WORK INSTRUCTIONS:
Tally the lines in the records below that contain the string "dirt", matching case exactly. How many are there? Reply with the number alone.

EXTRACTED DATA:
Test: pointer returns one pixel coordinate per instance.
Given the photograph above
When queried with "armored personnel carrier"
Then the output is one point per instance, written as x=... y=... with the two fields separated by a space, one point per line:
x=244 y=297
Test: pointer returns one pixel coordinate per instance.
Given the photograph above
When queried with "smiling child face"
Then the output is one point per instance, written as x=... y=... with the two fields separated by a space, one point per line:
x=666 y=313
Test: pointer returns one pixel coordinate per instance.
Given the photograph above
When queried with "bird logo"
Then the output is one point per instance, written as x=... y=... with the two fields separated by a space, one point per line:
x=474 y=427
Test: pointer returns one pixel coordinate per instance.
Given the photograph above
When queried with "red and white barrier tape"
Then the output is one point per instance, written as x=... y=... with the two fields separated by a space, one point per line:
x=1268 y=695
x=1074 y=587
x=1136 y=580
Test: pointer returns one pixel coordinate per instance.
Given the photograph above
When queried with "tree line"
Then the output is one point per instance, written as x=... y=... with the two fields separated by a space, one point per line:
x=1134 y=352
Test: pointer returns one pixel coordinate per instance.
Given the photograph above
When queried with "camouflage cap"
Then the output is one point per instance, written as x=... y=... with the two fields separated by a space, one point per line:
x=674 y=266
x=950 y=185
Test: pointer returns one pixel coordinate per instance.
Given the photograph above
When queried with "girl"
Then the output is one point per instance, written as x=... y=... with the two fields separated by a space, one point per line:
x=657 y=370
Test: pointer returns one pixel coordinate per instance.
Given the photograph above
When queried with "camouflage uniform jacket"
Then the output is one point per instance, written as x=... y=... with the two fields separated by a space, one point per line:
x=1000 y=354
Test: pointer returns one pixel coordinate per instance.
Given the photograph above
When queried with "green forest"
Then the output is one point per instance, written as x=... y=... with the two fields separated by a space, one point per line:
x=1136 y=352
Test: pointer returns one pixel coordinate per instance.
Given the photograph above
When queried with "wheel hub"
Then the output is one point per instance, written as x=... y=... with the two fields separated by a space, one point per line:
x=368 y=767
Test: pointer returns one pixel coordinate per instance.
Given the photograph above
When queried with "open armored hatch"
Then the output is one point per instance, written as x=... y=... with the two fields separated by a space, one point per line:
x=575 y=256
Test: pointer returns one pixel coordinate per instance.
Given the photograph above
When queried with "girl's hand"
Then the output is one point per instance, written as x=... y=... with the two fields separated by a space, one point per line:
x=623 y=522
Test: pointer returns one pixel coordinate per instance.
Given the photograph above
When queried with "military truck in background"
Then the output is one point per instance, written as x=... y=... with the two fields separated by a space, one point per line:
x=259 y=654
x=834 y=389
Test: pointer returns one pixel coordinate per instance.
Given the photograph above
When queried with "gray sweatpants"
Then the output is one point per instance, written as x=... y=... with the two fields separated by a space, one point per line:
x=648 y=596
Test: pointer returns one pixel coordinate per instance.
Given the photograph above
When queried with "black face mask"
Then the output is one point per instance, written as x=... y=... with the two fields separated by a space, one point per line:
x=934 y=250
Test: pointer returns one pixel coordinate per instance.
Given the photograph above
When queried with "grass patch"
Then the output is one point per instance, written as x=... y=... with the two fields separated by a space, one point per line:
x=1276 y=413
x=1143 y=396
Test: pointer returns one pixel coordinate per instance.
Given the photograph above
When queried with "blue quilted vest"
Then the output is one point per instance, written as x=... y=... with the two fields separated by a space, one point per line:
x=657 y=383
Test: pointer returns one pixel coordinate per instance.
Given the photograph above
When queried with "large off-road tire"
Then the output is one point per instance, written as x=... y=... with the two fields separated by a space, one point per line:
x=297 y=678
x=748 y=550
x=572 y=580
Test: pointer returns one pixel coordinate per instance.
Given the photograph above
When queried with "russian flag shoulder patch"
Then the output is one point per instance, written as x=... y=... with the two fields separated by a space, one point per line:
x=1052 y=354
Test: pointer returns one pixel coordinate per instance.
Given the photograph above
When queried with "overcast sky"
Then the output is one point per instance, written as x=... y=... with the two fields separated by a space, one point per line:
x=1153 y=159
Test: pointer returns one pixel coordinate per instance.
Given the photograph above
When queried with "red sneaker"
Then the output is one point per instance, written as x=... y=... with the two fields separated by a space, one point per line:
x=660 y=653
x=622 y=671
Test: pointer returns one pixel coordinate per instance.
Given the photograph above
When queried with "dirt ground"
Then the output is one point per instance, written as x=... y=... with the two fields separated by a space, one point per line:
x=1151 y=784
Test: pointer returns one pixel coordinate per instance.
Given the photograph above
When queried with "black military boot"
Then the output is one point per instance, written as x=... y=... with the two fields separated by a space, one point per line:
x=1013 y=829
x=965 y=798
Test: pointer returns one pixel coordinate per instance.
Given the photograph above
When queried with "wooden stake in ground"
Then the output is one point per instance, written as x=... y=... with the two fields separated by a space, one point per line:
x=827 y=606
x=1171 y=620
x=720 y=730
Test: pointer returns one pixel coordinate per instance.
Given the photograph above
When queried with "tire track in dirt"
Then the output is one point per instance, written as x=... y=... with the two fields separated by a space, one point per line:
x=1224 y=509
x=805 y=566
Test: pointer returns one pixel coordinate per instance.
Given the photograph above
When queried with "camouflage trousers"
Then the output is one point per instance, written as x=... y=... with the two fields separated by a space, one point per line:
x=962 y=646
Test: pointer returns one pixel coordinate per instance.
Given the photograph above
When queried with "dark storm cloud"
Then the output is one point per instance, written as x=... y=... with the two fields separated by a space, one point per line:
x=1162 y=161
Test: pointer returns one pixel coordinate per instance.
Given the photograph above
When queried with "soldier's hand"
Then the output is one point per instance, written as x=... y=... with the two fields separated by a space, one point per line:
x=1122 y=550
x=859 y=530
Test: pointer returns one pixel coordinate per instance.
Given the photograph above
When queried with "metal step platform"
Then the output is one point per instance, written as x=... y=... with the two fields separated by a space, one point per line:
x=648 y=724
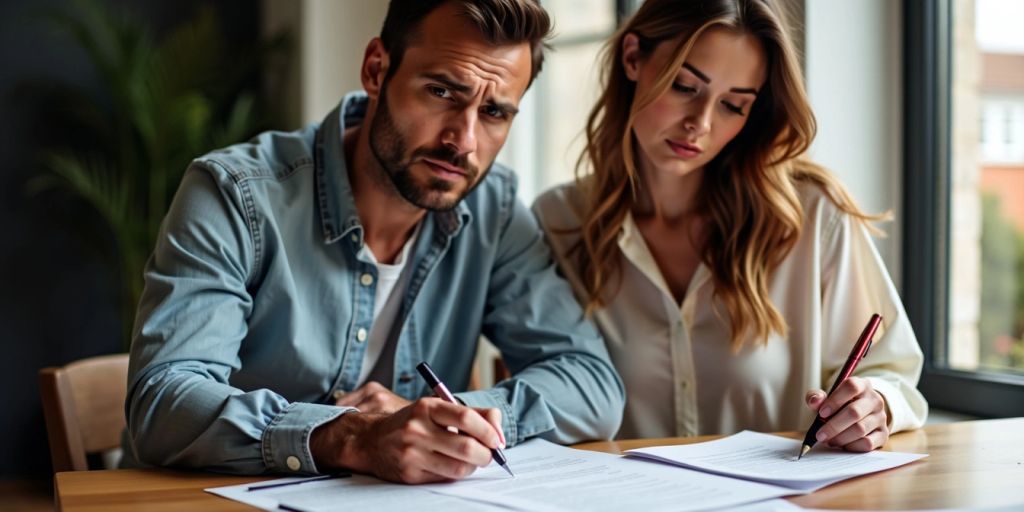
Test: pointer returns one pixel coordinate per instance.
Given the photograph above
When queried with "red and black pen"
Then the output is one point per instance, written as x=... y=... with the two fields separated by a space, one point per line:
x=442 y=392
x=858 y=352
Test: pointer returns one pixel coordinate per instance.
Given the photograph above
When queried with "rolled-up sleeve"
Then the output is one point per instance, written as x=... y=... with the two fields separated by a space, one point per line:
x=564 y=387
x=190 y=325
x=856 y=285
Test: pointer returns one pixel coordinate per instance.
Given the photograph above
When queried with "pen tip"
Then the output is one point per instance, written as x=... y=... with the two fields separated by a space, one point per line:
x=803 y=451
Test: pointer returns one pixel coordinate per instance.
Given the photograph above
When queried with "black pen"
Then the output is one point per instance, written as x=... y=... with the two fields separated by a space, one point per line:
x=296 y=482
x=442 y=392
x=858 y=352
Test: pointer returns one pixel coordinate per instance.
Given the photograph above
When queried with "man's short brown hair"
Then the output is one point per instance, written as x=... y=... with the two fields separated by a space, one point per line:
x=500 y=22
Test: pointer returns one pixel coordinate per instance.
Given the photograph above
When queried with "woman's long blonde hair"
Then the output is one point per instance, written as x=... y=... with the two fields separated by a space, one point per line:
x=749 y=190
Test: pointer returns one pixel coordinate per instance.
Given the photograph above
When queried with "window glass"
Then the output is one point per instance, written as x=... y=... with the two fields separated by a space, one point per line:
x=986 y=308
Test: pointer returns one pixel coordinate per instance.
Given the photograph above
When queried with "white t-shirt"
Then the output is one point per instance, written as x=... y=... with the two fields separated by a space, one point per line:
x=391 y=280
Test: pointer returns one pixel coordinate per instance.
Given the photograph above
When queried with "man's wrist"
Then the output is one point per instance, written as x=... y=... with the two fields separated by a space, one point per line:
x=343 y=443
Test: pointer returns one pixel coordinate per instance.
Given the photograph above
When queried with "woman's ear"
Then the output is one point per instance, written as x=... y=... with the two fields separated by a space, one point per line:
x=631 y=56
x=375 y=64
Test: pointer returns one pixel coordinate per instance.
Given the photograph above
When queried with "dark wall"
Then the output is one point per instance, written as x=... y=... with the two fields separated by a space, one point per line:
x=57 y=293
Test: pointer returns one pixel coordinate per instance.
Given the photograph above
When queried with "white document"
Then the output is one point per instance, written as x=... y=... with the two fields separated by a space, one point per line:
x=354 y=493
x=771 y=459
x=554 y=477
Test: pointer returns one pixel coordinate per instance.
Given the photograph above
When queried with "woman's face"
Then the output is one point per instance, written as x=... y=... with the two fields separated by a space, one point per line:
x=707 y=104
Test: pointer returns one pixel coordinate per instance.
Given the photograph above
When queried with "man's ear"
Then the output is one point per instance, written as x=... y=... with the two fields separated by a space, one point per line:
x=631 y=56
x=375 y=65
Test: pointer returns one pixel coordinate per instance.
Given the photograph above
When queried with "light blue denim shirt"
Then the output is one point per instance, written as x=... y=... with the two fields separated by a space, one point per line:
x=255 y=299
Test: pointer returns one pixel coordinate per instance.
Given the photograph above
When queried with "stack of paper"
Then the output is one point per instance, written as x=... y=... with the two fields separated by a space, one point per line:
x=770 y=459
x=741 y=469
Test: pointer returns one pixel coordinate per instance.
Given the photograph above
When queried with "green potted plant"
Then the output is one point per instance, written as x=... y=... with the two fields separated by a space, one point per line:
x=165 y=101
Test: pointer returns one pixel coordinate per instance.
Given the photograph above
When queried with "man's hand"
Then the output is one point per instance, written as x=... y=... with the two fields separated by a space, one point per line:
x=373 y=397
x=413 y=445
x=855 y=416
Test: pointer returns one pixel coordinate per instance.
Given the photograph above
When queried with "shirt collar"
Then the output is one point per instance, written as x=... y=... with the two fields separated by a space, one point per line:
x=339 y=216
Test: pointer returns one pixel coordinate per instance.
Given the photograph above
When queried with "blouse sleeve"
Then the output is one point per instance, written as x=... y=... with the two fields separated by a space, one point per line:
x=855 y=285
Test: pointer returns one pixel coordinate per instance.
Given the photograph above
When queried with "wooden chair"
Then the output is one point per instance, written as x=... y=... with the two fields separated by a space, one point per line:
x=83 y=403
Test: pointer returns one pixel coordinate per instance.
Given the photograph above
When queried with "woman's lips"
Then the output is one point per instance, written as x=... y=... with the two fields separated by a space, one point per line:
x=684 y=150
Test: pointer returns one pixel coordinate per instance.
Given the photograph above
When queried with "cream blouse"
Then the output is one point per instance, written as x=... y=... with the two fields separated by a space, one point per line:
x=681 y=378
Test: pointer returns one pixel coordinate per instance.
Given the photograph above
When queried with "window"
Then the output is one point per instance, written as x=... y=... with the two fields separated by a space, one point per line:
x=965 y=201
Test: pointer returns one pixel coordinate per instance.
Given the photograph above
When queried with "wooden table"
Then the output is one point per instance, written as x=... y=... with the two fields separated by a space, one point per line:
x=971 y=464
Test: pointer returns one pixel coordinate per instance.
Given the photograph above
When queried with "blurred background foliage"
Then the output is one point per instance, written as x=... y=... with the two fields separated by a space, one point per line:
x=163 y=101
x=1001 y=318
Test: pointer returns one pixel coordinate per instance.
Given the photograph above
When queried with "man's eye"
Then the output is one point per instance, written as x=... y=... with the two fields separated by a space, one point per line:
x=439 y=91
x=494 y=112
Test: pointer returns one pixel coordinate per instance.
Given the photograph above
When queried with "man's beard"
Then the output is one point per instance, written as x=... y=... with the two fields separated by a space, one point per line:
x=388 y=146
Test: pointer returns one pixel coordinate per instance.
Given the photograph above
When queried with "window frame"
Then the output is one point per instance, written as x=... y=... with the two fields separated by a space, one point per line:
x=928 y=67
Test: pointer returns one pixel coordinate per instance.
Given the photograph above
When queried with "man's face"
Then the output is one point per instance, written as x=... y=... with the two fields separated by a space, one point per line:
x=442 y=117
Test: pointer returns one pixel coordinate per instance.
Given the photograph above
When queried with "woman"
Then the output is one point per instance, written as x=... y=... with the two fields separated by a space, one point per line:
x=729 y=275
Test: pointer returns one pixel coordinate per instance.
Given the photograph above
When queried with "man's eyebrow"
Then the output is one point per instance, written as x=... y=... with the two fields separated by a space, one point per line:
x=461 y=88
x=505 y=107
x=707 y=80
x=449 y=82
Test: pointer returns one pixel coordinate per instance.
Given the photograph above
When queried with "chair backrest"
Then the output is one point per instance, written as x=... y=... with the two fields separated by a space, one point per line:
x=83 y=403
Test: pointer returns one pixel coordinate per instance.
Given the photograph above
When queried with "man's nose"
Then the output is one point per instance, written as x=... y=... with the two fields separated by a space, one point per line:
x=460 y=131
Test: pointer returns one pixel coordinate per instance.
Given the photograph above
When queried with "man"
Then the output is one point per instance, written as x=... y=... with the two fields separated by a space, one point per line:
x=296 y=271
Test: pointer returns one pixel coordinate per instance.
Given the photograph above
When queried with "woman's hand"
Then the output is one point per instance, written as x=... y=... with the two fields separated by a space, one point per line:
x=855 y=416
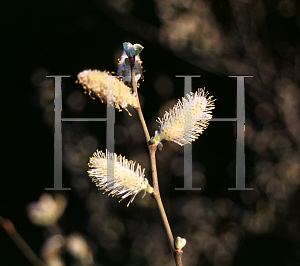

FINISHED ANSWER:
2